### [Problem]
Rescale the lines below, from the line containing "Where can the man's ear" through the last line, and write them all out again with the requests included. Multiply every answer coordinate by 1.3 and round to whole numbers, with halves rounded up. Leave the numbers in the requests unchanged, give only these lines, and leave out the pictures.

### [Raw data]
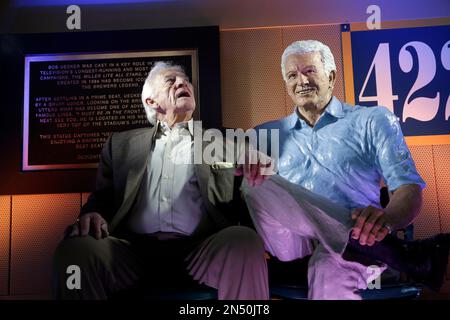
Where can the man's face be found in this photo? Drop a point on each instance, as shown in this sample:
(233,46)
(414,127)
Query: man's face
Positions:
(307,83)
(174,93)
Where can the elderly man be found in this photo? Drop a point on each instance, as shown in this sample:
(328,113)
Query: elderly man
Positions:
(332,157)
(157,218)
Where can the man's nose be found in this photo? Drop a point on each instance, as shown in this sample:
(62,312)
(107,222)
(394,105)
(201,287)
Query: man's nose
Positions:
(181,82)
(302,79)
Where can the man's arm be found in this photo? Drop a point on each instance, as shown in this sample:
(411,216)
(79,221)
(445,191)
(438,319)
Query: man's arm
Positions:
(404,206)
(100,202)
(371,223)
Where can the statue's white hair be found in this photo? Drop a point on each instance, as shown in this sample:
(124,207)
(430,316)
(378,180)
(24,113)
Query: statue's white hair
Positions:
(148,90)
(307,46)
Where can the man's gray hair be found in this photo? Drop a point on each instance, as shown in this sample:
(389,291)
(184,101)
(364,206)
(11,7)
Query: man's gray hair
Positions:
(148,90)
(307,46)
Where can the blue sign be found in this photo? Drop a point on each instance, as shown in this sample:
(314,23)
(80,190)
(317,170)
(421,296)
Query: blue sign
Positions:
(408,71)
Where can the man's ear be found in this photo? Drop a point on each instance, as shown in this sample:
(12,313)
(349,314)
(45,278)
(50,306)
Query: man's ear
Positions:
(332,78)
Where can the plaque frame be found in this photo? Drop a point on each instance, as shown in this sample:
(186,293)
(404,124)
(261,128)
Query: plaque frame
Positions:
(15,47)
(26,166)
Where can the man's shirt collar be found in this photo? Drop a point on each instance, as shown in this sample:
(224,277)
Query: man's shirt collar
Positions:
(334,109)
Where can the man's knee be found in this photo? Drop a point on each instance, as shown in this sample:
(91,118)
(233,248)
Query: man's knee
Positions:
(79,251)
(243,241)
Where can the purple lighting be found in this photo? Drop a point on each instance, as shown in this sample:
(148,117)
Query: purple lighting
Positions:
(44,3)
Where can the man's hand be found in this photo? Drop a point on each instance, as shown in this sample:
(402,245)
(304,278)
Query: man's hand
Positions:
(256,169)
(91,222)
(370,225)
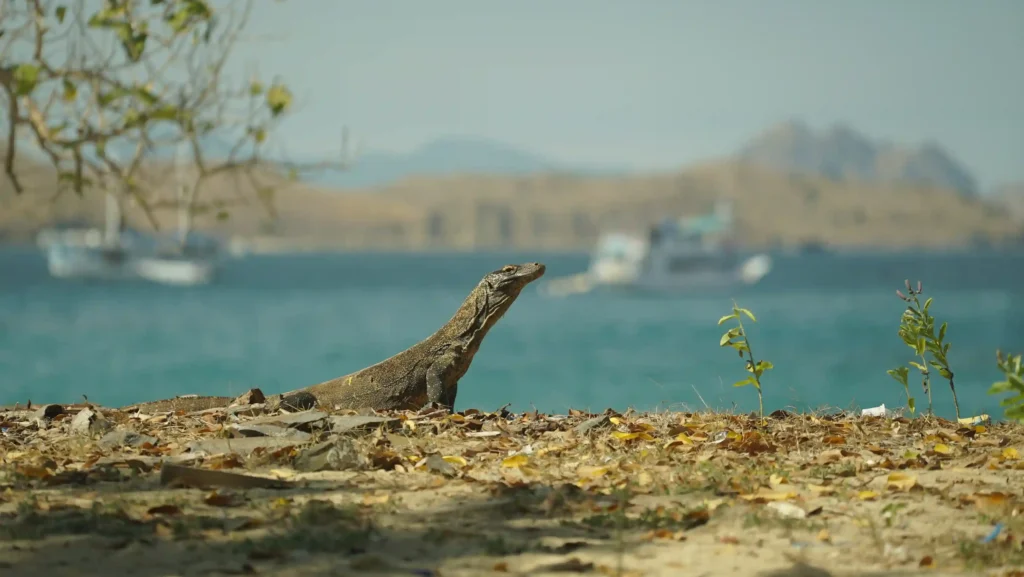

### [Answer to the exercise]
Where can the man's ear be found in this photo? Drop a point on each instance, as shown in this sample:
(12,313)
(349,314)
(45,278)
(50,306)
Query: man's ear
Positions:
(432,101)
Where can the plaque frame be found in this photo? Drop a point on each instance, as shown in this sample:
(186,293)
(404,124)
(261,128)
Query: plaque frame
Positions:
(20,61)
(34,216)
Where can the man's shirt collar be found in this photo? Drop a point on each instance, as shown in this sample:
(224,277)
Query: man's shirt collar
Positions:
(434,142)
Where can the man's knee be found in this photo? Drop a point on each instance, as shown in this sample:
(91,118)
(233,248)
Query: man's knee
Positions:
(103,326)
(316,313)
Where can the purple lighting be found in this photo? Drop a point on each instance, as shown in this sample:
(148,117)
Query: purple lighting
Positions:
(57,4)
Where can the man's hand be found in this photo? Drop a point on each instance, as shown in this sample:
(402,245)
(304,278)
Query: man's hand
Positions:
(333,220)
(118,289)
(481,293)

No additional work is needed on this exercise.